● What this task involves
Write each line out exactly, leaving none out.

(Location identification entries)
++++++

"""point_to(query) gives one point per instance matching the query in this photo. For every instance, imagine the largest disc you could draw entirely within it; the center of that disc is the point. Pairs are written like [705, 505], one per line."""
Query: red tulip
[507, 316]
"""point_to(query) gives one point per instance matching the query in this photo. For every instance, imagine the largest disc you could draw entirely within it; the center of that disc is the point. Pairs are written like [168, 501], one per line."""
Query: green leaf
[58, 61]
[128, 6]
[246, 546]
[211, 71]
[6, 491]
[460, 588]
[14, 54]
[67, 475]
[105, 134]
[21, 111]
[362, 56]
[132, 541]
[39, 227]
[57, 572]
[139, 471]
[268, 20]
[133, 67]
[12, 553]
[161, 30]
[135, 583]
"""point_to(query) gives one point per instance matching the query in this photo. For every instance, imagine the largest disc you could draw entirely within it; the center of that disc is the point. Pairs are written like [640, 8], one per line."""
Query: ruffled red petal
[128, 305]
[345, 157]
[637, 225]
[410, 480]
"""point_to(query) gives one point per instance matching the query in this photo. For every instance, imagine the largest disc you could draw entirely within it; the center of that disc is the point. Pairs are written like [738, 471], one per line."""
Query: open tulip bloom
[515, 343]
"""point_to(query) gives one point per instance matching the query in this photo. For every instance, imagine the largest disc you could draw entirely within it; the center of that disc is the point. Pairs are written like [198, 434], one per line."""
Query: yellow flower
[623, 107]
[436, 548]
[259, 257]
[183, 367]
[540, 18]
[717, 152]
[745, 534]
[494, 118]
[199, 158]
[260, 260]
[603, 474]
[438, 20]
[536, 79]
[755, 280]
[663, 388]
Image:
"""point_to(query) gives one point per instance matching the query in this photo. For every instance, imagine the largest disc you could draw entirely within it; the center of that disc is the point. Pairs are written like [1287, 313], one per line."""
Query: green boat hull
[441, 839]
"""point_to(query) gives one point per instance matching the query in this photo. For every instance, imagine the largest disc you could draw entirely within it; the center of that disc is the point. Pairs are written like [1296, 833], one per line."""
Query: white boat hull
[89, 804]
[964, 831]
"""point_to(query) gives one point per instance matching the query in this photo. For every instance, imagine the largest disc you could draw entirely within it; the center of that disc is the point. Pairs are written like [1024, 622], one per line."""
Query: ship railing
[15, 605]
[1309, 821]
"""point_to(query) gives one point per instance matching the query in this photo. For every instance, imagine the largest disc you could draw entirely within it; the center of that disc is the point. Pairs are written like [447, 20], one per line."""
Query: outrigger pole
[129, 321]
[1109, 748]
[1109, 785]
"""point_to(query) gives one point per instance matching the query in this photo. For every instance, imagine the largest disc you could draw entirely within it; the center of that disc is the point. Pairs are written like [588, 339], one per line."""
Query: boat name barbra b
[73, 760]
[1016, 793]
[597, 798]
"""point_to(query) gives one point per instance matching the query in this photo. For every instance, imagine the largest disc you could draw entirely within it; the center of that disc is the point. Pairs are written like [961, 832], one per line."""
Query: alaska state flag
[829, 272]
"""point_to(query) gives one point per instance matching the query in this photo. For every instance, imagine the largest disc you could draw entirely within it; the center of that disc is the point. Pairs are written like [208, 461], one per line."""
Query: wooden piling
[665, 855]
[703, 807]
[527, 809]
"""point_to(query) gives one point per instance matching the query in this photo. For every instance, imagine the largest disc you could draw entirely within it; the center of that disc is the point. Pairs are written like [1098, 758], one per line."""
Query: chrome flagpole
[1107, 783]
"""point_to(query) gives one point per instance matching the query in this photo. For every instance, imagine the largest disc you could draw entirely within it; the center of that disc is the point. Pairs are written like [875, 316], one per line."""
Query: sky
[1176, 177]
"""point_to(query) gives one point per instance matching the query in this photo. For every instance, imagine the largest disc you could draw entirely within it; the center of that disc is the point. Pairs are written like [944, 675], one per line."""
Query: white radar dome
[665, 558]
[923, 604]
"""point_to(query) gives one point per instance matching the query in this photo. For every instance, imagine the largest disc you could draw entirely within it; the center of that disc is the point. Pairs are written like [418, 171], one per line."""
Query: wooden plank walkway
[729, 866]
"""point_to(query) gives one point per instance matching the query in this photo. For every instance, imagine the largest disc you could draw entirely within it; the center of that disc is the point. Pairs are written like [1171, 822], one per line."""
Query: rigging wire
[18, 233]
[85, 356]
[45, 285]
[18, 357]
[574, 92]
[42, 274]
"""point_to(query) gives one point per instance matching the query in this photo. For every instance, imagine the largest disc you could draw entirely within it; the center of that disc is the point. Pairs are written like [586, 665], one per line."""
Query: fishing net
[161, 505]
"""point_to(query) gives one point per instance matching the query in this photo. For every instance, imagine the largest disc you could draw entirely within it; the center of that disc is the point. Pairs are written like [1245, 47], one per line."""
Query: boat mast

++++++

● Complete output
"""point_to(query) gives one point per instance matching the query in this photo. For every instance, imagine the largest disc you could draw entirely within it; the center of that disc is the point. Pairs are written like [705, 505], one per line."""
Query: red tulip
[507, 316]
"""point_to(query) gives one point per instance matching the query in this photo. For every instance, imagine the largest disc you could draw entirely within it; the center of that disc is the point. Pairs are written like [168, 501], one per line."""
Query: green leaf
[58, 61]
[128, 6]
[246, 546]
[211, 71]
[6, 491]
[460, 588]
[14, 54]
[67, 475]
[105, 134]
[21, 111]
[362, 56]
[132, 541]
[39, 227]
[57, 572]
[139, 471]
[268, 20]
[133, 67]
[12, 553]
[161, 30]
[135, 583]
"""point_to(query) gives one point per instance matching the query in this photo. For every instance, imagine the largest disc you could draw entirely within it; the center of that disc is the point. Pairs are written like [640, 8], one per line."""
Query: ruffled red petal
[128, 305]
[345, 157]
[637, 225]
[410, 480]
"""point_to(query) gives one point per instance matching the query in this photo. For every instance, imagine the largest disc you could draw entirely within it; the center of that disc is the point. Pairs are written like [738, 471], one per line."""
Query: open tulip bloom
[515, 343]
"""point_to(query) gives one point per instance matching the query in this photo. For every instance, imagine the largest disc you could draw entirely within it; the center of that disc is the point. Pairs are written like [198, 434], one per line."""
Query: yellow flower
[623, 107]
[436, 548]
[259, 257]
[183, 367]
[540, 18]
[717, 152]
[745, 534]
[494, 118]
[199, 158]
[260, 260]
[603, 474]
[438, 20]
[536, 79]
[755, 280]
[663, 388]
Image:
"""point_to(query) gives one point per instance matching the query in this photo. For every instance, imagine the largest disc you could draw entirely within it; the center of that disc is the point. Pairs are written like [1287, 313], one per line."""
Query: green boat hull
[441, 839]
"""point_to(query) gives one point per instance matching the query in this photo. For every instance, imagine the largest disc you could draw entirely within it; the center of that disc is the point. Pairs are written like [1296, 833], one per line."""
Query: white boat hull
[89, 804]
[964, 831]
"""point_to(query) gives one point per instance matching the query in this photo. For every instance, imagine the largest disc you could draw entirely within it; the center of that disc is the point. Pairs are written like [1024, 622], one per line."""
Query: ship railing
[15, 605]
[1309, 821]
"""point_to(query) gives one point per instance matching the query in this photo. For every instance, imagine the largest disc you could draw entirely within it; the center of that disc is the point. Pairs are written like [447, 20], one per line."""
Query: outrigger pole
[129, 321]
[1109, 748]
[1109, 785]
"""point_to(query) gives one point per instance matching the query in this photo. For every instance, imagine the largest disc you could draw entirely within it; the center of that disc is the point. Pairs are written like [588, 339], one per line."""
Query: boat name barbra b
[73, 760]
[1016, 793]
[597, 798]
"""point_to(query) gives one point per instance matching the query in this photo. For every instance, imagine the largest disc you could draw entirely within it; the center of that disc is the point. Pairs are written like [961, 832], one per line."""
Query: alaska state flag
[829, 272]
"""point_to(query) gives one point per instance matching the query in this photo. For every instance, imagine the largest disc you could draw entirely within it; the center of that disc is the point. Pairs are written like [208, 461], one per line."""
Query: wooden piling
[665, 855]
[703, 807]
[527, 809]
"""point_to(query) gives one point per instance matching the query in this photo. For every instance, imagine the largest disc you could draw entirely within it; the center of that disc is the point. Pairs are written like [1098, 758], one per line."""
Query: chrome flagpole
[1107, 783]
"""point_to(query) gives one point per instance matching the query in this photo. For every instance, imagine the largest disc you could draw entirely within it; the center of that disc is the point. Pairs are written like [875, 316], one per line."""
Query: sky
[1176, 177]
"""point_to(query) gives one point per instance matching the query in this photo. For every instance, imagine the largest disc you could draw entirely within it; the center of that disc is the point. Pairs are written like [944, 675], one per line."""
Query: white radar dome
[665, 558]
[923, 604]
"""point_to(query) gives one point per instance matching the query in this photo. For every instance, imagine the largest disc you could draw entirely within it; the center of that disc is the point. Pairs are written like [418, 171], one per line."""
Query: wooden plank walkway
[729, 866]
"""point_to(query) gives one point per instance matching the query in this photo. For every instance, imagine the largest disc you could draw entirely within it; the center of that disc is the point. Pairs are written like [1171, 822], one per line."""
Query: rigging wire
[18, 233]
[85, 356]
[45, 285]
[18, 357]
[574, 92]
[42, 274]
"""point_to(query) gives one point per instance matching the query in this photo. For every instance, imagine the largest disc you could draw entirely within it; the center of that disc is the point. Pairs are written like [586, 665], one per line."""
Query: fishing net
[161, 505]
"""point_to(query) gives one point per instance matching the query in this photo. For every instance, imagine the largest disc you could draw entirely within it; the center of that disc is the point. Pairs are written like [1245, 47], one per line."""
Query: boat mast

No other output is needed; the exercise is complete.